MATERIAL PROVIDED
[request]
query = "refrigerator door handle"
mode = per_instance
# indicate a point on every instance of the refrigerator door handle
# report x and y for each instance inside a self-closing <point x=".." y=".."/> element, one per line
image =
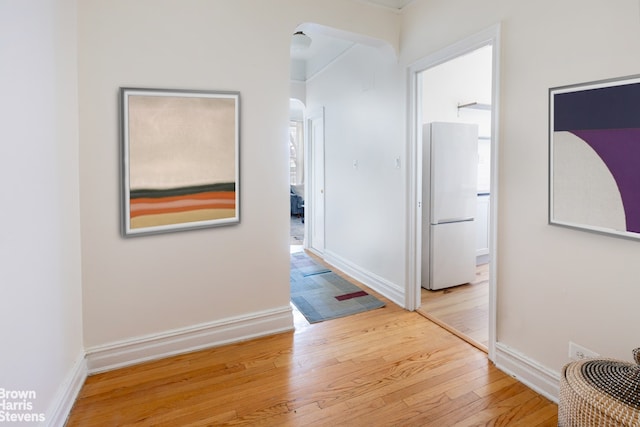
<point x="450" y="220"/>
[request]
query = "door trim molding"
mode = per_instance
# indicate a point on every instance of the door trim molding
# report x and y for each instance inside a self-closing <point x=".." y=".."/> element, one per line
<point x="309" y="168"/>
<point x="489" y="36"/>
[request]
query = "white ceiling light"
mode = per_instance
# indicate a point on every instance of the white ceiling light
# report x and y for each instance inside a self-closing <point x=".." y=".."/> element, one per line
<point x="300" y="41"/>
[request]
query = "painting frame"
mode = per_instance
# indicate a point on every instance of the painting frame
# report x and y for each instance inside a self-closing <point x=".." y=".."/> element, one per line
<point x="180" y="159"/>
<point x="594" y="152"/>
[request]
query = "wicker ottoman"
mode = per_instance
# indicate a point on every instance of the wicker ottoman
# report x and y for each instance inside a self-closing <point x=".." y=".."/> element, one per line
<point x="600" y="392"/>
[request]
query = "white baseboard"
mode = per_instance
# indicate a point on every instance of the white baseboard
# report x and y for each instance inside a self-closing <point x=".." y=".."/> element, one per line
<point x="384" y="287"/>
<point x="529" y="372"/>
<point x="67" y="393"/>
<point x="156" y="346"/>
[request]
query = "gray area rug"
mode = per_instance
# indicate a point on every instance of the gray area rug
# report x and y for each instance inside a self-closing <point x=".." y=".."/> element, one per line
<point x="321" y="294"/>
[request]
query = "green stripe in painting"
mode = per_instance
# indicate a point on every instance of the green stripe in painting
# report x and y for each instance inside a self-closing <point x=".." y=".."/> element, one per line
<point x="181" y="191"/>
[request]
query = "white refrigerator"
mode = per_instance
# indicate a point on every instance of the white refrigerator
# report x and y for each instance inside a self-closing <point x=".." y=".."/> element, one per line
<point x="449" y="197"/>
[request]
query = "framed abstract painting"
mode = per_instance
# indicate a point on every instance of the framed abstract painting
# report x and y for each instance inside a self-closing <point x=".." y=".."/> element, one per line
<point x="180" y="160"/>
<point x="594" y="156"/>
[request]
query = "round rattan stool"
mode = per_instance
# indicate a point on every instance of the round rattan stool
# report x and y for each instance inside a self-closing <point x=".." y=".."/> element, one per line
<point x="600" y="392"/>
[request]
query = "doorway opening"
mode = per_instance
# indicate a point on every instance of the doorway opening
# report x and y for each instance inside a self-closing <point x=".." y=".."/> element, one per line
<point x="296" y="173"/>
<point x="459" y="85"/>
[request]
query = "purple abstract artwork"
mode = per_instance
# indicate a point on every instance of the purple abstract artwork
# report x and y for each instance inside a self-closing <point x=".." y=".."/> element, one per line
<point x="599" y="163"/>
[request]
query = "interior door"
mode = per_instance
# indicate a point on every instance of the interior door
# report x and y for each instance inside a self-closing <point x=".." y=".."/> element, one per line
<point x="315" y="196"/>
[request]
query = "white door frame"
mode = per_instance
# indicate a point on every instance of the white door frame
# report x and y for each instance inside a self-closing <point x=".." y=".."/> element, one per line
<point x="490" y="36"/>
<point x="314" y="187"/>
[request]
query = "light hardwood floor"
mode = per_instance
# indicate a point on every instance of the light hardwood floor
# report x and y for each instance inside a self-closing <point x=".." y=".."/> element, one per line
<point x="463" y="310"/>
<point x="386" y="367"/>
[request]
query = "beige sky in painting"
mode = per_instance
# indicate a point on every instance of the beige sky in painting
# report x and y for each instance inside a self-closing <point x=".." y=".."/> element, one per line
<point x="177" y="141"/>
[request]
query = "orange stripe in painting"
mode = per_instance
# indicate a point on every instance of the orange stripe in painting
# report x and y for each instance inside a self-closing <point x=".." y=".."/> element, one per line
<point x="197" y="196"/>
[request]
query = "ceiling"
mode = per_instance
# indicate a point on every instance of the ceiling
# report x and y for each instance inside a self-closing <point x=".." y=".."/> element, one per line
<point x="325" y="47"/>
<point x="394" y="4"/>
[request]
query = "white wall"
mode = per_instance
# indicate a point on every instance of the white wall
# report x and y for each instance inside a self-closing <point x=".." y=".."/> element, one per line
<point x="145" y="285"/>
<point x="554" y="284"/>
<point x="363" y="98"/>
<point x="40" y="238"/>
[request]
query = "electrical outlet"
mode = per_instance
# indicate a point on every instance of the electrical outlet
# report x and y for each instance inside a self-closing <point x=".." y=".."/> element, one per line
<point x="577" y="352"/>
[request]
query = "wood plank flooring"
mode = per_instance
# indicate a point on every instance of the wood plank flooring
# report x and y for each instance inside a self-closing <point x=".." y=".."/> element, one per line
<point x="463" y="310"/>
<point x="386" y="367"/>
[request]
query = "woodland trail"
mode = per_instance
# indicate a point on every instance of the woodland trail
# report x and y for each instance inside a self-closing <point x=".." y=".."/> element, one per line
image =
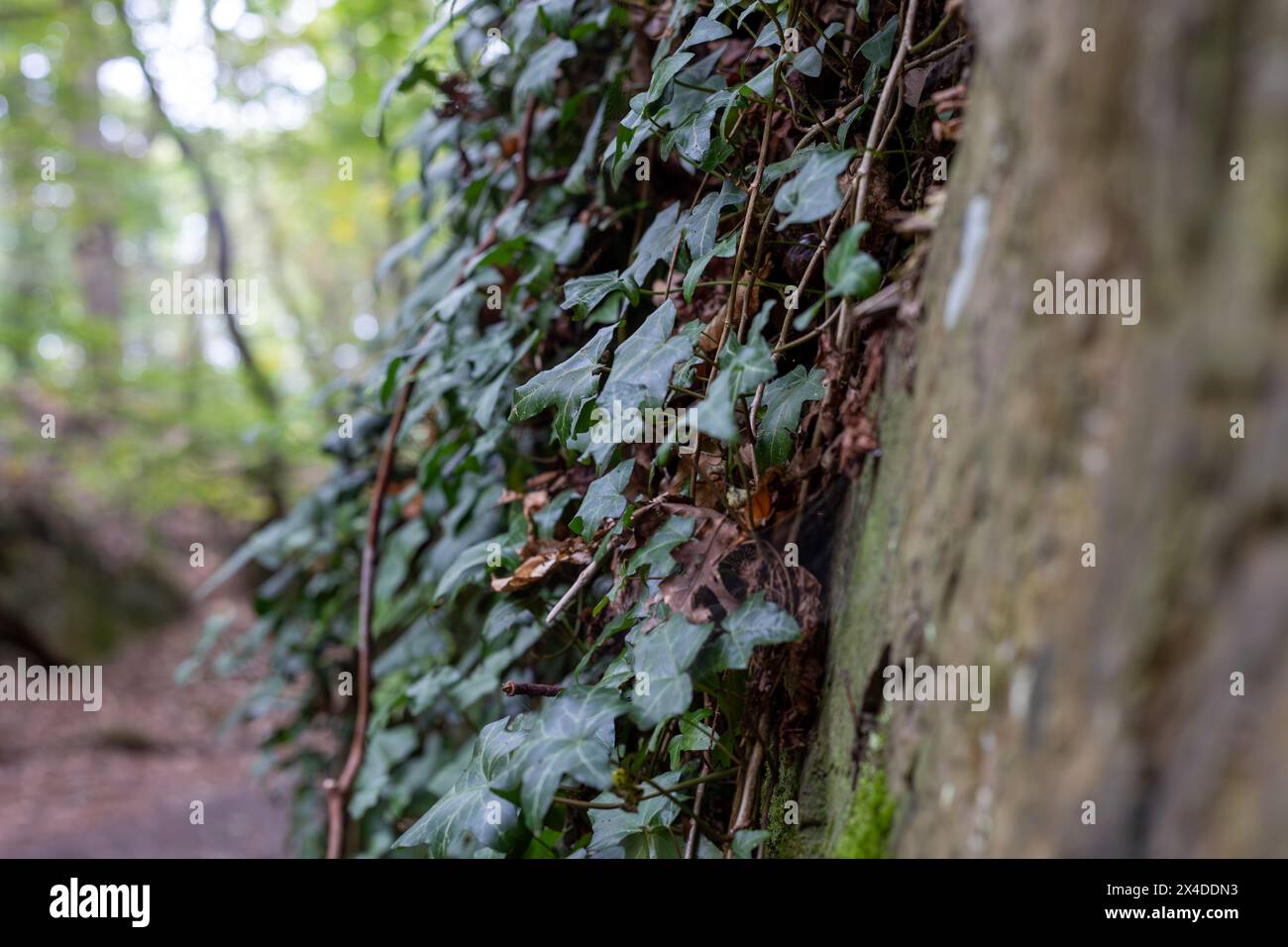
<point x="120" y="783"/>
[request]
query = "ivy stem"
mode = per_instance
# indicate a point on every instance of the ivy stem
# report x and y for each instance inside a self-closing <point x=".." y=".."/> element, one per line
<point x="338" y="789"/>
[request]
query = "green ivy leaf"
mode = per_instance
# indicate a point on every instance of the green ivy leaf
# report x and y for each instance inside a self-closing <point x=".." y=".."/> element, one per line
<point x="784" y="399"/>
<point x="642" y="365"/>
<point x="655" y="556"/>
<point x="758" y="621"/>
<point x="809" y="62"/>
<point x="695" y="736"/>
<point x="849" y="270"/>
<point x="603" y="500"/>
<point x="812" y="193"/>
<point x="702" y="223"/>
<point x="665" y="655"/>
<point x="657" y="244"/>
<point x="472" y="815"/>
<point x="572" y="735"/>
<point x="642" y="834"/>
<point x="539" y="75"/>
<point x="566" y="386"/>
<point x="742" y="368"/>
<point x="703" y="31"/>
<point x="880" y="47"/>
<point x="746" y="840"/>
<point x="662" y="76"/>
<point x="728" y="247"/>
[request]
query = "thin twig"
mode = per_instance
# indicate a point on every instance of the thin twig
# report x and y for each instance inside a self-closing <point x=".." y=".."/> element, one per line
<point x="511" y="688"/>
<point x="338" y="789"/>
<point x="893" y="81"/>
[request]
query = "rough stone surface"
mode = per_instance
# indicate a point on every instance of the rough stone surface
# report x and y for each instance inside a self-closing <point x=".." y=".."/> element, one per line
<point x="1109" y="684"/>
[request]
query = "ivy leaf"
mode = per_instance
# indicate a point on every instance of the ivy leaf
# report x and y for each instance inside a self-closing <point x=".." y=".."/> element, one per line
<point x="742" y="368"/>
<point x="656" y="554"/>
<point x="849" y="270"/>
<point x="642" y="834"/>
<point x="771" y="34"/>
<point x="758" y="621"/>
<point x="665" y="655"/>
<point x="642" y="365"/>
<point x="704" y="219"/>
<point x="784" y="401"/>
<point x="576" y="180"/>
<point x="603" y="500"/>
<point x="703" y="31"/>
<point x="472" y="815"/>
<point x="879" y="48"/>
<point x="662" y="76"/>
<point x="657" y="244"/>
<point x="566" y="386"/>
<point x="695" y="736"/>
<point x="539" y="75"/>
<point x="809" y="62"/>
<point x="812" y="193"/>
<point x="572" y="735"/>
<point x="589" y="291"/>
<point x="728" y="247"/>
<point x="467" y="567"/>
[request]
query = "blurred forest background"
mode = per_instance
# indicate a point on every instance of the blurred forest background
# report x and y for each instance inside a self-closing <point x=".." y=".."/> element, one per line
<point x="133" y="138"/>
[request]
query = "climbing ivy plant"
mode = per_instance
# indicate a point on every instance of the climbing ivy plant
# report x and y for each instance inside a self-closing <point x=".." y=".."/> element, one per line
<point x="515" y="622"/>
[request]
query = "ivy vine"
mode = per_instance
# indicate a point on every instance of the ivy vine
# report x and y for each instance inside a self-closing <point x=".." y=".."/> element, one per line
<point x="570" y="644"/>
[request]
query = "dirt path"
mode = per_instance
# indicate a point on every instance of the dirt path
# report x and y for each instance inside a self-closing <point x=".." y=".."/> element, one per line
<point x="120" y="783"/>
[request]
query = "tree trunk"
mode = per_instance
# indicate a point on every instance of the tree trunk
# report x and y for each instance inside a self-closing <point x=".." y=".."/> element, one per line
<point x="1109" y="684"/>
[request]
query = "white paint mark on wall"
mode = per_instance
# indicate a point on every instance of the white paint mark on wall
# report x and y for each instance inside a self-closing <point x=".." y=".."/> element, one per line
<point x="974" y="236"/>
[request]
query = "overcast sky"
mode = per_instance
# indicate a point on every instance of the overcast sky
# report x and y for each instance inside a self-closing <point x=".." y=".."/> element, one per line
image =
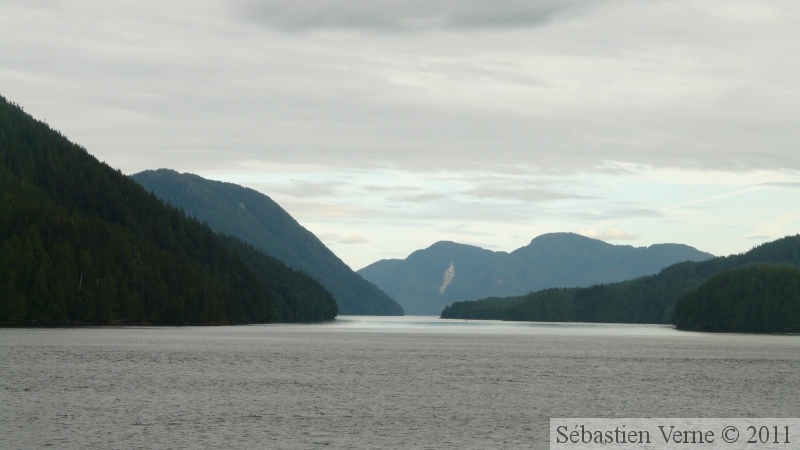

OBJECTIVE
Count the lines of the material above that contain the string "hardwood", treating case as significant, and give only that number.

OUTPUT OF THE EXERCISE
2